▶ Exercise: Find each line in the rows below that contains the string "head". Copy every such line.

▶ Image entries on named regions:

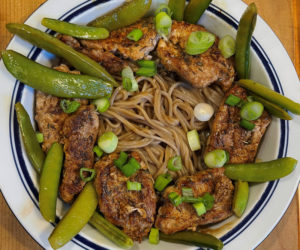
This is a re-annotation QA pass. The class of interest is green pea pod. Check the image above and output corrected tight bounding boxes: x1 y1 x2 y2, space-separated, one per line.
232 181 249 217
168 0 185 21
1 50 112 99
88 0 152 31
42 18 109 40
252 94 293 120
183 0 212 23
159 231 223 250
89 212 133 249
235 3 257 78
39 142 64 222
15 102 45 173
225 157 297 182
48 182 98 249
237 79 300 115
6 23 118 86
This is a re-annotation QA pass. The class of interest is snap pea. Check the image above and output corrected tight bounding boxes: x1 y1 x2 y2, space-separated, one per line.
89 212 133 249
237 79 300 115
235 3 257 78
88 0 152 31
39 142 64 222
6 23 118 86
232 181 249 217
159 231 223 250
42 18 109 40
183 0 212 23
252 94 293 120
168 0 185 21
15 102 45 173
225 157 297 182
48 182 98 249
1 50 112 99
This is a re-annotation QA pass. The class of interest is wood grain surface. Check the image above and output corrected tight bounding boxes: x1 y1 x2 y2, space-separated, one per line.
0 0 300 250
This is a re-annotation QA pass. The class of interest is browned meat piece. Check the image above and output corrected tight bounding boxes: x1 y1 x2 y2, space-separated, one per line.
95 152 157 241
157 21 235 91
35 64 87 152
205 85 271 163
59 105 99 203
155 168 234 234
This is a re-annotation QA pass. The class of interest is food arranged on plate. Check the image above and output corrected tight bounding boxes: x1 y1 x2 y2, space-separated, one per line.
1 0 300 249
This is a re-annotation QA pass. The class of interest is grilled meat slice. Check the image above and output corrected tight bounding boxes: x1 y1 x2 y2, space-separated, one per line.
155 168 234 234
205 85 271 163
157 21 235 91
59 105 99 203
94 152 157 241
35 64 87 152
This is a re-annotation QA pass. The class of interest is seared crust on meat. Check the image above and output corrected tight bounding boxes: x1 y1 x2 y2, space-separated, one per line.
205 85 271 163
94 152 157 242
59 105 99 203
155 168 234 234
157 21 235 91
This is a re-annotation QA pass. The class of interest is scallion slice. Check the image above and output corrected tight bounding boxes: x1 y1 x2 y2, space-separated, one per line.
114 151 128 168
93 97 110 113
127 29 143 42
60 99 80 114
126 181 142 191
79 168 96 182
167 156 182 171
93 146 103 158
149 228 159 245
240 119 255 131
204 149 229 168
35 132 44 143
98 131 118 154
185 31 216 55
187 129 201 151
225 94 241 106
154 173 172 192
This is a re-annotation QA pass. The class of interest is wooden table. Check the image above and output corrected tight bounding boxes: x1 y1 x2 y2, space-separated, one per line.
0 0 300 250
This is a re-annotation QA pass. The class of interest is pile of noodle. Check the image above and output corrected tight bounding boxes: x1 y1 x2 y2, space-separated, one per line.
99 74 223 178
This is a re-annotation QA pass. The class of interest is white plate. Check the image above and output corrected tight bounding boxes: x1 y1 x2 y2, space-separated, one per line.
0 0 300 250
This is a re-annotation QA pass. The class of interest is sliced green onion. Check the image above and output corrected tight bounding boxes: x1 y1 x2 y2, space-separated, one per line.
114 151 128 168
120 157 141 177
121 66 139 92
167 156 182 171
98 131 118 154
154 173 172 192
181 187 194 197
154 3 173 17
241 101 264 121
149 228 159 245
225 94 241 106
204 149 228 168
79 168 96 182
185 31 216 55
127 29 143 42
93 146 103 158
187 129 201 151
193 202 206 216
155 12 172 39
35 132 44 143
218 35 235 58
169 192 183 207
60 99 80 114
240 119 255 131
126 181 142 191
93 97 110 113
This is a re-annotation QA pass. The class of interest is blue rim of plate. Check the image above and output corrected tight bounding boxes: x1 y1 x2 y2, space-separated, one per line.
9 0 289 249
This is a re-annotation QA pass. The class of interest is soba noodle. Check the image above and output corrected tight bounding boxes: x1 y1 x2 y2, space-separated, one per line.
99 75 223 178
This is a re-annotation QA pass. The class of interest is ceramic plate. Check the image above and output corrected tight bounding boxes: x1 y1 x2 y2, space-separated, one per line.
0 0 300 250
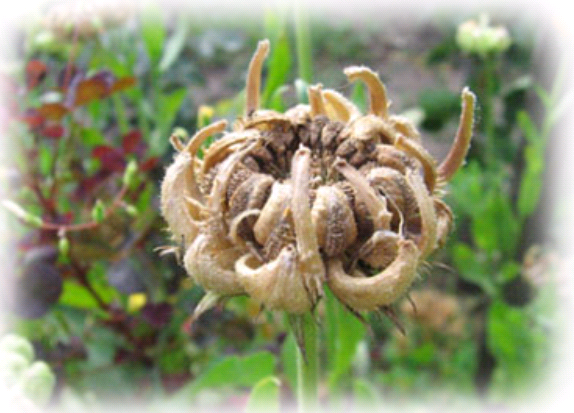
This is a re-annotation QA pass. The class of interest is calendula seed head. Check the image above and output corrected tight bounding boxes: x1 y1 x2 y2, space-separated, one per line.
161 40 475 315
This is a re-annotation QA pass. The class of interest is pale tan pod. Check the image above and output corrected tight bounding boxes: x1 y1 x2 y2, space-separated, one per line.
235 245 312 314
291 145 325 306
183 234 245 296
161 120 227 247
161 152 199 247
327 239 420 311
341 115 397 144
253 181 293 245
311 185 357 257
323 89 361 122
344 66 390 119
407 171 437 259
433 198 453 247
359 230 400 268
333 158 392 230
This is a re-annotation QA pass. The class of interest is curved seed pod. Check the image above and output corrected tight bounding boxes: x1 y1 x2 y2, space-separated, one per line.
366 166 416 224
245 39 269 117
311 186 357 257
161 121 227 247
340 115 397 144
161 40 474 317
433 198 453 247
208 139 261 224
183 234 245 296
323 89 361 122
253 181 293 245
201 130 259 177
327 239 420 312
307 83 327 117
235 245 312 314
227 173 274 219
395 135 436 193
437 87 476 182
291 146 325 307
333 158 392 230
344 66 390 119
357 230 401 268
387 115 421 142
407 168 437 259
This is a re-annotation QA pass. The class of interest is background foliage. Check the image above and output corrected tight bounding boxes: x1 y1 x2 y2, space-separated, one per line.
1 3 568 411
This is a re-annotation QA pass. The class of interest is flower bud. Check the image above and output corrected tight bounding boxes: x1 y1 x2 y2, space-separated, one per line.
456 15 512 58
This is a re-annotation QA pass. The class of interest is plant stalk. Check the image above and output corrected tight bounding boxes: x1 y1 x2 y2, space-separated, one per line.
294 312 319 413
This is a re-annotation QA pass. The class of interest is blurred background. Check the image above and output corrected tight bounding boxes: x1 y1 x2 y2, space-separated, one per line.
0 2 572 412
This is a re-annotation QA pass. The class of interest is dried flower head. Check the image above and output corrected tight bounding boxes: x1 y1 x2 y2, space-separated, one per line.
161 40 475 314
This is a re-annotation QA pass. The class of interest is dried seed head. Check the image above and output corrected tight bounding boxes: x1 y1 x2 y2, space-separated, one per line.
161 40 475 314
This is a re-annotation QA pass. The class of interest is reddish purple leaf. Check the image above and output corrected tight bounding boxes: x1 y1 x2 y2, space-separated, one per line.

▶ Response below:
This is a re-annotation QA pass. The class of interest is calendula seed head. Check the image above and output corrected tight bounding boxes: x1 y1 x2 y2, space-separated, one per line.
This is a re-annotation QA pass. The class of interest is dried flower head. Check the image above and output corrected tight bounding boxes: x1 y1 x2 y2, space-separated, one per line.
This is a re-annotation QA pass. The class of interest is dried seed head. Check the image above and output corrected tight bounding boxes: x1 y1 x2 y2, space-separated, one per line.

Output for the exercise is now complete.